EXERCISE OBJECTIVE ▸ Starting with the line that holds "Mark every instance of the metal", copy out each remaining line of the listing below, up to and including the last one, and include nothing else.

DATA SUPPLIED ▸

----------------

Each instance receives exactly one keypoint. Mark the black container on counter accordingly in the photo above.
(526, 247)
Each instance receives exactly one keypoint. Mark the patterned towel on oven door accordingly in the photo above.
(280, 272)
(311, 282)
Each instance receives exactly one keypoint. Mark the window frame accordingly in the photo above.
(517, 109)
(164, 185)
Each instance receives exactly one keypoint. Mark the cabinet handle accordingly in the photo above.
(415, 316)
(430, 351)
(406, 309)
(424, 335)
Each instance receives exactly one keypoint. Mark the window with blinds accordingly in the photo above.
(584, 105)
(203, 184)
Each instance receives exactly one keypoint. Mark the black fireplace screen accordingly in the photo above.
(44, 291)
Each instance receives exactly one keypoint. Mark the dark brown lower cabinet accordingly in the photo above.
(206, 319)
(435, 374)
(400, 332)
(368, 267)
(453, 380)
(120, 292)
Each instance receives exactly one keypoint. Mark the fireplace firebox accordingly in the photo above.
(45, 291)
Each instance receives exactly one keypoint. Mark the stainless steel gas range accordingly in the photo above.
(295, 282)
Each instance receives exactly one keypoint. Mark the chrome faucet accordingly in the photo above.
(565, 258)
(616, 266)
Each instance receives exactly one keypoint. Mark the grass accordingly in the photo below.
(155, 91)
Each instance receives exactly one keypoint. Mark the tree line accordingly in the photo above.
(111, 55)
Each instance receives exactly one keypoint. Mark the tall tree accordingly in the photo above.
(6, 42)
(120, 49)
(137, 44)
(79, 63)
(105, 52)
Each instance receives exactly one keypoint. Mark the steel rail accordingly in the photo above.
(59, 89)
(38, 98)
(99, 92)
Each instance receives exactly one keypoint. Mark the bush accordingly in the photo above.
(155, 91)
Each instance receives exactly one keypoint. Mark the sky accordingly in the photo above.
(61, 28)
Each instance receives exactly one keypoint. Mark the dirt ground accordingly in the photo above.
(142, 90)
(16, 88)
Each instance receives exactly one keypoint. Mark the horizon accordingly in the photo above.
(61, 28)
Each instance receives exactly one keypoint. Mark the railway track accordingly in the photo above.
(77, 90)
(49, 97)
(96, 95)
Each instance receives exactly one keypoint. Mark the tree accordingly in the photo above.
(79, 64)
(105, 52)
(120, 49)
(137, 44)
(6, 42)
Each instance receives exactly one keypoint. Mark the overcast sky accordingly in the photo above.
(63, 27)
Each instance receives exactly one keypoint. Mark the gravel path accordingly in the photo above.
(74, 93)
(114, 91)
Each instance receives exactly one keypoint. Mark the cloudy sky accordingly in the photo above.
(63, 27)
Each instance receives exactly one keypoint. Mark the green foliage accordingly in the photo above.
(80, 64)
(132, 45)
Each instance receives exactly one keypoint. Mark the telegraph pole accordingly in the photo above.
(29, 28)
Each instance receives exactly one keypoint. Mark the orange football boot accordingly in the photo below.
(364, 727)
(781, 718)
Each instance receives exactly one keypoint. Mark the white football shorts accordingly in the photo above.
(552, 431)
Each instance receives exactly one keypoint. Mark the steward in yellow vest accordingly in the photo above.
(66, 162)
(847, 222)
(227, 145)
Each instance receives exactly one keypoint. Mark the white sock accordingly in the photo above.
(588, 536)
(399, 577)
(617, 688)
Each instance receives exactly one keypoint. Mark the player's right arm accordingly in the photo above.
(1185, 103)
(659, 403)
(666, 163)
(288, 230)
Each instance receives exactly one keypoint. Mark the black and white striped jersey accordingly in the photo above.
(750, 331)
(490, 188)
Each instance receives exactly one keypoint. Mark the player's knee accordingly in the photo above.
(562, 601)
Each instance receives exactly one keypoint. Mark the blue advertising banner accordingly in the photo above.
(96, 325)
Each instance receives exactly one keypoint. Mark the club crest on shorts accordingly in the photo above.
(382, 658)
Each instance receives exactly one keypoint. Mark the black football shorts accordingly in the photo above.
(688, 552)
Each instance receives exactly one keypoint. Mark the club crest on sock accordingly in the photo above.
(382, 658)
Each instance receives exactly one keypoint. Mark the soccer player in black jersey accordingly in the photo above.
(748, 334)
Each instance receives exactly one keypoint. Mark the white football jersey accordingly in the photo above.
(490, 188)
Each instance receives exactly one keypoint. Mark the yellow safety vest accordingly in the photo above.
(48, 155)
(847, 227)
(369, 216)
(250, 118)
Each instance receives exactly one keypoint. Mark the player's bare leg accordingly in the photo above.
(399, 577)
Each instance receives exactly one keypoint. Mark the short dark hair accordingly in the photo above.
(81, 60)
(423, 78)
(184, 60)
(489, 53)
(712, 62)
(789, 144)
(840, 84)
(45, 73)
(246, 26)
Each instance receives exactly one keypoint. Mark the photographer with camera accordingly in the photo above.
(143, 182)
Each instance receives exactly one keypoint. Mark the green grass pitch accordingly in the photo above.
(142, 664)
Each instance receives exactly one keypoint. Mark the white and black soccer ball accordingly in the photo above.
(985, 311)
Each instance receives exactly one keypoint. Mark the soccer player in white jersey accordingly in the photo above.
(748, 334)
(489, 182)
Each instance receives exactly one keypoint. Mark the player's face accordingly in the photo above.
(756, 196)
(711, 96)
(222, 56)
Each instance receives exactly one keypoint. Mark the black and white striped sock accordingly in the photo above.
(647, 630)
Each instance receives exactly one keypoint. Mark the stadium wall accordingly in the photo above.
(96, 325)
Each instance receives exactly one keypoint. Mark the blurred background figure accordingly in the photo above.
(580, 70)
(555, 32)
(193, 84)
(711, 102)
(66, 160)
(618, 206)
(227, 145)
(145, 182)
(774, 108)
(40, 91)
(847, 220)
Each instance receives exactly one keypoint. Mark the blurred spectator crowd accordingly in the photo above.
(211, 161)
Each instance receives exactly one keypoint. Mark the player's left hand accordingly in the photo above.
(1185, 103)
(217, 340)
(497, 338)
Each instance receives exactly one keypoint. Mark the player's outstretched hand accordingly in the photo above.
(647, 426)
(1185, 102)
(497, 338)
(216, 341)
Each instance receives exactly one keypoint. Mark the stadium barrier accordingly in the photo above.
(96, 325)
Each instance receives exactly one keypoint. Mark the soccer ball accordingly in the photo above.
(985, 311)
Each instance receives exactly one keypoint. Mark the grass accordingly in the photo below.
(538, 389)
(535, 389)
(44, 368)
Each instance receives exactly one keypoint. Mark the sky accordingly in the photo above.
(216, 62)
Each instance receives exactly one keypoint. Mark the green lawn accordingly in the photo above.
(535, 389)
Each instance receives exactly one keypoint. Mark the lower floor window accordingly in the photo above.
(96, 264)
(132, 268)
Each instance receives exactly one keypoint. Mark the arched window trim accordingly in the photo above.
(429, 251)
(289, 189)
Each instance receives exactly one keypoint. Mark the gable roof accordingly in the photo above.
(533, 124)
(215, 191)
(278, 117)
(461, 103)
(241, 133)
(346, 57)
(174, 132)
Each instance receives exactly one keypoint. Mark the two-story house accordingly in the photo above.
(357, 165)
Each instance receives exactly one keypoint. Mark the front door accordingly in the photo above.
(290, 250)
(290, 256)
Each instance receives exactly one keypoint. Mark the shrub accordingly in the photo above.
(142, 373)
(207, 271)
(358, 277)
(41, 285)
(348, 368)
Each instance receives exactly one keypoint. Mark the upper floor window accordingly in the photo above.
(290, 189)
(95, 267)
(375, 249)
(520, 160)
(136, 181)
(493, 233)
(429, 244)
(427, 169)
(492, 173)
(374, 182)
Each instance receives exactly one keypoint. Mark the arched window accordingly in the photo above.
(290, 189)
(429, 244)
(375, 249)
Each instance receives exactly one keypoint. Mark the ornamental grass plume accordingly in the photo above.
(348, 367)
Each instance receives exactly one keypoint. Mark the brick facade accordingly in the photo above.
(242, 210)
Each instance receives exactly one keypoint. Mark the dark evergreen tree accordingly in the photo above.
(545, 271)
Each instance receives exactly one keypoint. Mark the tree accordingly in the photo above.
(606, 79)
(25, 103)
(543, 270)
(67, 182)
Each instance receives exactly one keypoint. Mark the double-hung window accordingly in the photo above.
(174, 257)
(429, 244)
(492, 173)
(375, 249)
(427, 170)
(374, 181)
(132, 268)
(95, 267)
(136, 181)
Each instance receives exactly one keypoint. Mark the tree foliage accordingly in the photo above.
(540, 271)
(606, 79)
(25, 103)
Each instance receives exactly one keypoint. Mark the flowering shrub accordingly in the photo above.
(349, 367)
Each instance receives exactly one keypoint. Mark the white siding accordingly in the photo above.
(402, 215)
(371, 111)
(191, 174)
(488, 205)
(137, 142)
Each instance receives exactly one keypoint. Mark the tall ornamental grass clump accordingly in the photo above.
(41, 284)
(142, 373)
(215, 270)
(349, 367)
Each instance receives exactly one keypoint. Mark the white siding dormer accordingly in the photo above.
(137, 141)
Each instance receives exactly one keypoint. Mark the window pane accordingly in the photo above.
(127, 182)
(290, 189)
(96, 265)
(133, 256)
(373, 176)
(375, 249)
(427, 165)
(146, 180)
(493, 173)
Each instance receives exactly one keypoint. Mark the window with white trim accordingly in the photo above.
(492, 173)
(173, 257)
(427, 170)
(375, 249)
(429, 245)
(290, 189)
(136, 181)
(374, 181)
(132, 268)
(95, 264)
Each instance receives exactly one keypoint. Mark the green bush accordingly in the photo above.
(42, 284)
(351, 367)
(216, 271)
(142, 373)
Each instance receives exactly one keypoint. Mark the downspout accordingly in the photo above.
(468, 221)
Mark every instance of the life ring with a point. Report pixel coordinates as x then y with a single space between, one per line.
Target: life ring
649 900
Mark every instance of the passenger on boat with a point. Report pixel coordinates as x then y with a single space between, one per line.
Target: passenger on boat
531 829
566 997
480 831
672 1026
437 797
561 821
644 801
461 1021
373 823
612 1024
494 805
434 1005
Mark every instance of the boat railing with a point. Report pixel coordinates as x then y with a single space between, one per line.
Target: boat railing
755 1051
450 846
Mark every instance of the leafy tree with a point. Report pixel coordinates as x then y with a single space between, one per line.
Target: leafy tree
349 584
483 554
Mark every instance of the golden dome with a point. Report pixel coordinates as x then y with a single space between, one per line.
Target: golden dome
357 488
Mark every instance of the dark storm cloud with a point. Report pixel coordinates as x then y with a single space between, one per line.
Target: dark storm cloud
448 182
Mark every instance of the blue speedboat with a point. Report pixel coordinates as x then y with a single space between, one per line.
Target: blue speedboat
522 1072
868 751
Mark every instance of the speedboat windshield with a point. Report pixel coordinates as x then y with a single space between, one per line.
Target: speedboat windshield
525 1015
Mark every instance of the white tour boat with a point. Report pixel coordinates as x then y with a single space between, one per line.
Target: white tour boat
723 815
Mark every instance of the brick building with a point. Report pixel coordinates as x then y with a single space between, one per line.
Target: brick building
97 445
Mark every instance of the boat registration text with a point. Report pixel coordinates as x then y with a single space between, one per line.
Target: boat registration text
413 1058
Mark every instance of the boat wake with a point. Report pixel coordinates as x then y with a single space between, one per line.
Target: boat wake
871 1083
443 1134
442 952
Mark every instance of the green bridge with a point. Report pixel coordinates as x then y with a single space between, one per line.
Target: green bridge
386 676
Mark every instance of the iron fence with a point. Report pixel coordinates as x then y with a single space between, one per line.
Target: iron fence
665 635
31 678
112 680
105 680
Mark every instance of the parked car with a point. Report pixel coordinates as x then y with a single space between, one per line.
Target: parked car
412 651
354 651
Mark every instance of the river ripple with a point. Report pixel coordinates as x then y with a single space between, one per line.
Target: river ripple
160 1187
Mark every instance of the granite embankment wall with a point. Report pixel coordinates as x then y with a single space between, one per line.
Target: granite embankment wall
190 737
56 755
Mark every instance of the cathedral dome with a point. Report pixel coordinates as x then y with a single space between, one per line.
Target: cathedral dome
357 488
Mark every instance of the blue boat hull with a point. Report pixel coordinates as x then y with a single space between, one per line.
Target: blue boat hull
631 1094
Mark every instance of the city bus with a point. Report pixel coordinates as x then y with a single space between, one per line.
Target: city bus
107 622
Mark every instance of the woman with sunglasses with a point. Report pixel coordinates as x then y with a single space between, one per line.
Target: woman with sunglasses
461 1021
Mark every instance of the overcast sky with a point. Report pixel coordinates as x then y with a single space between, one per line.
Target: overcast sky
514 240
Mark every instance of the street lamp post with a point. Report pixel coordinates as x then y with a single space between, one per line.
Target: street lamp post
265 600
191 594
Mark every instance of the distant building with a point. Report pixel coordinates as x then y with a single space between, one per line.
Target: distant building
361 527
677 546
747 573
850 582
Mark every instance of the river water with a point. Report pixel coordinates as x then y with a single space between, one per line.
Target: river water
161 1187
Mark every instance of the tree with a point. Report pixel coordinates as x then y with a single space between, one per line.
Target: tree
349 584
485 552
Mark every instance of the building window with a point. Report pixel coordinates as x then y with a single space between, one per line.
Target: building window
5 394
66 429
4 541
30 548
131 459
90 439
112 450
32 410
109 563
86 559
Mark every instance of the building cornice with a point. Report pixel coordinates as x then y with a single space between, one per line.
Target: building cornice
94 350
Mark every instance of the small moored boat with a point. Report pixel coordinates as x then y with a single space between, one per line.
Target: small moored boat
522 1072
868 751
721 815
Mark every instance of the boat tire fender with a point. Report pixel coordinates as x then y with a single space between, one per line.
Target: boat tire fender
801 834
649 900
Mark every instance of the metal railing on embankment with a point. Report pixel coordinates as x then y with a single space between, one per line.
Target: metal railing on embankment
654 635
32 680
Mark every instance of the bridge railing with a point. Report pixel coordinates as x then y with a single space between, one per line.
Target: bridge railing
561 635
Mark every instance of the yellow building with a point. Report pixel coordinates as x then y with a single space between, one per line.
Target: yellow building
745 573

----------------

EXERCISE SOLUTION ▸
Mark every instance of the metal railing on embankment with a point. Report pixel coordinates as x then y with a single space between, one per line.
Target: metal railing on embankment
654 635
32 680
Mark every instance of the bridge railing with a point. Report pixel coordinates as x then y with a single space between, one per line.
Target: bridge railing
561 635
Mark every instance of the yellow building with a point. Report pixel coordinates as x then y with a single space between, one per line.
Target: yellow building
745 573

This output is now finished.